» DOCUMENT SECTION
--- begin ---

THE LONG AND THE SHORT OF IT

My Fijian guides


A HINDU PATRIARCH

On board the launch going up the Rewa River, with shy Fijians all about

They were a sight to behold, altogether too seriously concerned to be amusing, and to the unbiased the acme of gentleness. There they were—muscular, huge, erect, and black, their bushy crops of coarse hair adding six inches to their heads; dressed in sulus neatly tucked away, and stiff-bosomed white shirts over their bodies. Starched white shirts in the tropics! And the Bible in Fijian in their hands. In absolute silence they made their way into the church, the shuffle of their unshod feet adding intensity to that silence. When they raised their voices in the hymns it seemed to me that nothing more sincere had ever been sung in life. But then something occurred which made me wonder.

--- end ---

» LISTED ENTRIES
--- begin ---

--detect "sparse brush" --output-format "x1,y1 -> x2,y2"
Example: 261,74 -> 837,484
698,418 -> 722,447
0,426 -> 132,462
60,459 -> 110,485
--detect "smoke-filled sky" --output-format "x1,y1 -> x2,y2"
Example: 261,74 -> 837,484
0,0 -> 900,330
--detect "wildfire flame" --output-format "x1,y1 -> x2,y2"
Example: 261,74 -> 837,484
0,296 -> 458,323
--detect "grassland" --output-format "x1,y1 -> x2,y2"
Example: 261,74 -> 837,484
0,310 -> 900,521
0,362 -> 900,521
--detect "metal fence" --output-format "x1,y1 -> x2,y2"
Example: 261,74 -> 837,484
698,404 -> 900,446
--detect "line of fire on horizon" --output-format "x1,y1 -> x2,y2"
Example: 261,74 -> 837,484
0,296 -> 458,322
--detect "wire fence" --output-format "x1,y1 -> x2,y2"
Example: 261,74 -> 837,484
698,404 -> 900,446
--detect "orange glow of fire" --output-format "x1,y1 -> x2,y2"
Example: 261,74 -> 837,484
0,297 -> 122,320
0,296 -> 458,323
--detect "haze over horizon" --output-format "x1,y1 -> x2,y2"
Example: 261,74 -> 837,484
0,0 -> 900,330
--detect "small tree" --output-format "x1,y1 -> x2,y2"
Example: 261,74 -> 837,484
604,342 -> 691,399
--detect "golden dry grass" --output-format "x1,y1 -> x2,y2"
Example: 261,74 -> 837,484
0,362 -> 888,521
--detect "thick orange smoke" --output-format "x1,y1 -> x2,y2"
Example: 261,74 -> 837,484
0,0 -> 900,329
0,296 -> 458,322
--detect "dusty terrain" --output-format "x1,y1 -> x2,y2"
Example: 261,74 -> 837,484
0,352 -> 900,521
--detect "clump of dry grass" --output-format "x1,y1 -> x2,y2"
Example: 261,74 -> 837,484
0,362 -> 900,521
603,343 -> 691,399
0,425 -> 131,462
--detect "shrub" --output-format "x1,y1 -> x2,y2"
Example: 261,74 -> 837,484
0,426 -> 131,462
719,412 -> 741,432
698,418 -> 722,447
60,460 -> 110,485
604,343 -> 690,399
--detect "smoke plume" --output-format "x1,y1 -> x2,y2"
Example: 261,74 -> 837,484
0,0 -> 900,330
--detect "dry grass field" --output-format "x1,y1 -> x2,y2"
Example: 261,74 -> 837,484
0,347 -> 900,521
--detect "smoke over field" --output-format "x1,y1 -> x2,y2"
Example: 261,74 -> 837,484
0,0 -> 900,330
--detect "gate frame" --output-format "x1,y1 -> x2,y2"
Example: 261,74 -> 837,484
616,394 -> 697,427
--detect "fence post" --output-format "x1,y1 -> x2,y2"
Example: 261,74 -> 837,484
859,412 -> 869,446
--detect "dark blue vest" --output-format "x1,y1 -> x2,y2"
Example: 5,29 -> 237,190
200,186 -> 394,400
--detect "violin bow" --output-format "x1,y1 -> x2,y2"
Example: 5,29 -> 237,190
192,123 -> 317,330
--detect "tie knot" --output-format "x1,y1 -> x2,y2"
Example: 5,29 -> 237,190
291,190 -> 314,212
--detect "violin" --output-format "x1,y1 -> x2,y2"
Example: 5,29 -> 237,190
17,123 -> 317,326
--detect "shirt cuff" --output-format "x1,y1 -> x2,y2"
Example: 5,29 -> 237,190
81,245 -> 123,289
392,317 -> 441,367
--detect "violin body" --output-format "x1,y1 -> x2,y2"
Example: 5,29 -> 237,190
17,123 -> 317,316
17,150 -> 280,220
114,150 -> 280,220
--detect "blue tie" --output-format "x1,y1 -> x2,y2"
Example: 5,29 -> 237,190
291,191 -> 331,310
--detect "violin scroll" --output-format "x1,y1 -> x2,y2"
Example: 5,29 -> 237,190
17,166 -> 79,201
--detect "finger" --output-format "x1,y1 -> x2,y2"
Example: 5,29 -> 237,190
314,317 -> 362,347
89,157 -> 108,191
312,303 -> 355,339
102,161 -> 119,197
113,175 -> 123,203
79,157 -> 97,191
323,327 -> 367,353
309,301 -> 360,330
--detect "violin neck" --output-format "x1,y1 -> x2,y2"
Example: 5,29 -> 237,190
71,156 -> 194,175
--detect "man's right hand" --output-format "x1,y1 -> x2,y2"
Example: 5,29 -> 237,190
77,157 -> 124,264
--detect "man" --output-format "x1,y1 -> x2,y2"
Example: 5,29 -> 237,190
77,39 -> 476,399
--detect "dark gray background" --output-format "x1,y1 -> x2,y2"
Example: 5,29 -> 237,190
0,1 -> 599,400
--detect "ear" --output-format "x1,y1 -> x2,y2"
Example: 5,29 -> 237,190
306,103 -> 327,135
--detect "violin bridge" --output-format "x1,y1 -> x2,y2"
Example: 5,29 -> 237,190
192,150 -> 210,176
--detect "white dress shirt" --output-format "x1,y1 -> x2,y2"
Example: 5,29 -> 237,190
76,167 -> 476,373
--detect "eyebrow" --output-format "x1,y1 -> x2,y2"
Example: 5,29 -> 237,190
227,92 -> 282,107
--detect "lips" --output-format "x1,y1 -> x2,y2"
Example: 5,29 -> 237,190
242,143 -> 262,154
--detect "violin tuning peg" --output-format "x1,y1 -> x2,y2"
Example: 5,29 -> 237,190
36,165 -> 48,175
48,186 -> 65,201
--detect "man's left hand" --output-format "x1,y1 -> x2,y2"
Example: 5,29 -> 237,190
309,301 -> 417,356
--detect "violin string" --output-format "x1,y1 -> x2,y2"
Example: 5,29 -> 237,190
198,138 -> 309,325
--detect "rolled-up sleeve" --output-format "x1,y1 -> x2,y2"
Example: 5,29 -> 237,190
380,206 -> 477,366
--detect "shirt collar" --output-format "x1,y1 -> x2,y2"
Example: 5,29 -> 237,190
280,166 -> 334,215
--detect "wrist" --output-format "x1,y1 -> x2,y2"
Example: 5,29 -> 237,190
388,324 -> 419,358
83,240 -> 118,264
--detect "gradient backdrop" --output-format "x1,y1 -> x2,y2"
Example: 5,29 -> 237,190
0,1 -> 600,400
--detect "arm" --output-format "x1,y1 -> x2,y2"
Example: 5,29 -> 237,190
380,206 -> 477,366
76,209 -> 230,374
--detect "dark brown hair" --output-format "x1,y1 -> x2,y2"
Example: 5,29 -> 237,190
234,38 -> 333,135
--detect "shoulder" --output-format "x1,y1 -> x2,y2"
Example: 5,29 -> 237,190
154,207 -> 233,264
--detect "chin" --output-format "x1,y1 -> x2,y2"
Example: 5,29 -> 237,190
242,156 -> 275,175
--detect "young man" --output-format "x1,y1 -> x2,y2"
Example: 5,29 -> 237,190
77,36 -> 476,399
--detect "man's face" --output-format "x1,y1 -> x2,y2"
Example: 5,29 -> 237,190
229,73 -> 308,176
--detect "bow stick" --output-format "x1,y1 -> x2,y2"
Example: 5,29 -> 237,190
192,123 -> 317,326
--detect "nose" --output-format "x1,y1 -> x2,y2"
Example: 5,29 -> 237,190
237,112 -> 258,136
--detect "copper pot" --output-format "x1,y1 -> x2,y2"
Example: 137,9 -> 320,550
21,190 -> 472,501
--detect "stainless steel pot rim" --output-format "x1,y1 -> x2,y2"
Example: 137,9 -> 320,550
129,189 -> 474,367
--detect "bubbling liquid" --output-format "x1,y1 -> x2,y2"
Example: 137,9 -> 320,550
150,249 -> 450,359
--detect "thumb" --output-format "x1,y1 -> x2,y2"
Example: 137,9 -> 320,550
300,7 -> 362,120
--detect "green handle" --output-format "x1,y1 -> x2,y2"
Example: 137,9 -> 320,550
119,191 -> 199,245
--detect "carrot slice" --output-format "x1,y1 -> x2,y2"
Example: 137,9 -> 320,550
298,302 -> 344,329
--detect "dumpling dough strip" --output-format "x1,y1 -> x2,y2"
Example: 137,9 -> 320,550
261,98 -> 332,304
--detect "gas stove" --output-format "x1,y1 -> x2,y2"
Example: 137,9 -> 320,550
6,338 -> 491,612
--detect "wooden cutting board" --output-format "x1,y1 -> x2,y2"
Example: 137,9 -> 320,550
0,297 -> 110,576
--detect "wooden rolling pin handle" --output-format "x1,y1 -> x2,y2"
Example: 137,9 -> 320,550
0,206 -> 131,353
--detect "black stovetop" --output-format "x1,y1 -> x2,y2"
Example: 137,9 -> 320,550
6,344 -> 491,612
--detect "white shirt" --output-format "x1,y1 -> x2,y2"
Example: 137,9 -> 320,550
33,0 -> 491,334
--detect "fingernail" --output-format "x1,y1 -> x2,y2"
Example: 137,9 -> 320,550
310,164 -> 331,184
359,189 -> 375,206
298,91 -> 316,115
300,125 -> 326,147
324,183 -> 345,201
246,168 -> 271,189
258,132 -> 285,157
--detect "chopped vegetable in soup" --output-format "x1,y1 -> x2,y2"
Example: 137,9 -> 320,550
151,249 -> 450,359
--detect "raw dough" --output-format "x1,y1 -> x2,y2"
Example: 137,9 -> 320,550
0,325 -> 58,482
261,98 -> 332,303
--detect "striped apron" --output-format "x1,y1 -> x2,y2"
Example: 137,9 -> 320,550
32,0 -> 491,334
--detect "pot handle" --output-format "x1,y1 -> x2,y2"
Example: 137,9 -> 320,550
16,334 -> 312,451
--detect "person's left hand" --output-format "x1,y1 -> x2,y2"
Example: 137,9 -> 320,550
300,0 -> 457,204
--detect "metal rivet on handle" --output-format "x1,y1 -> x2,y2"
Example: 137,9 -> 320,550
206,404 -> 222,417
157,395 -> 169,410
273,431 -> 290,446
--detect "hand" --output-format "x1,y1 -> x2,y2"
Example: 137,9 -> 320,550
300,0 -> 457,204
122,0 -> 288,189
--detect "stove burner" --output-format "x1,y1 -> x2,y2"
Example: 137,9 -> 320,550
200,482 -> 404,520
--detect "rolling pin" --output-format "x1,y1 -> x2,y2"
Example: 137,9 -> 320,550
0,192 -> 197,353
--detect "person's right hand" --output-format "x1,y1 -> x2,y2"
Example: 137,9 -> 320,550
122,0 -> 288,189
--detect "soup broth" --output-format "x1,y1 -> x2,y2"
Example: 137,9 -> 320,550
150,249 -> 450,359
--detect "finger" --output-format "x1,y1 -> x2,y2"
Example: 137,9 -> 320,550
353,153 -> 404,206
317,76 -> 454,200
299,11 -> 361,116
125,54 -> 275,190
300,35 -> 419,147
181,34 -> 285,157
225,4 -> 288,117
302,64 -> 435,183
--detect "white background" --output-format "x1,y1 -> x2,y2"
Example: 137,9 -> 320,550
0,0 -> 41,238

--- end ---

» TASKS FOR THIS EXERCISE
A. Locate each line in the entries that contains the string "shirt", treating uppercase and lowercase as different, and copy those lines.
B. Write the next part of the passage about the Fijian churchgoers, picking up right after its final sentence.
The passage about the Fijian churchgoers and the entries are unrelated material.

» RESULTS OF THE TASKS
A.
--detect "shirt cuff" --output-format "x1,y1 -> x2,y2"
--detect "white dress shirt" --output-format "x1,y1 -> x2,y2"
--detect "shirt collar" --output-format "x1,y1 -> x2,y2"
--detect "white shirt" --output-format "x1,y1 -> x2,y2"

B.
From the Solomon Islands had come on furlough the Rev. Mr. Ryecroft and his delicate wife. He was a man of very gentle bearing and great fervor. He and his plucky wife had suffered much for their convictions. All men who really believe anything suffer. The missionary is as much anathema in his field as the anarchist is in America, and is generally as violent an agent for the disruption of custom. Mr. Ryecroft rose to speak before the congregation. He spoke in English and was interpreted by the missionary in charge. He told of his trials in the Solomon Islands, and appealed for Fijian missionaries to go back with him and save the blood-thirsty Solomons. I watched the faces of these converted Fijians. Some of them were intent upon the speaker, repugnance at the cruelties rehearsed coming over them as at something of which they were more afraid as a possible revival in themselves than as an objective danger. Some, however, fell fast asleep, their languid heads drooping to one side. I am no mind-reader, nor is my observation to be taken for more than mere guess-work, but I felt that there were two conflicting thoughts in the minds of the listeners, for while Mr. Ryecroft was urging them to come arrest brutality in the Solomons there were other recruiters at work in Fiji for service in Europe. While one told that the savage Solomon Islanders swooped down upon the missionary compound and left sixteen dead behind them, in Europe they were leaving a thousand times as many every day, worse than dead. To whom were they to listen!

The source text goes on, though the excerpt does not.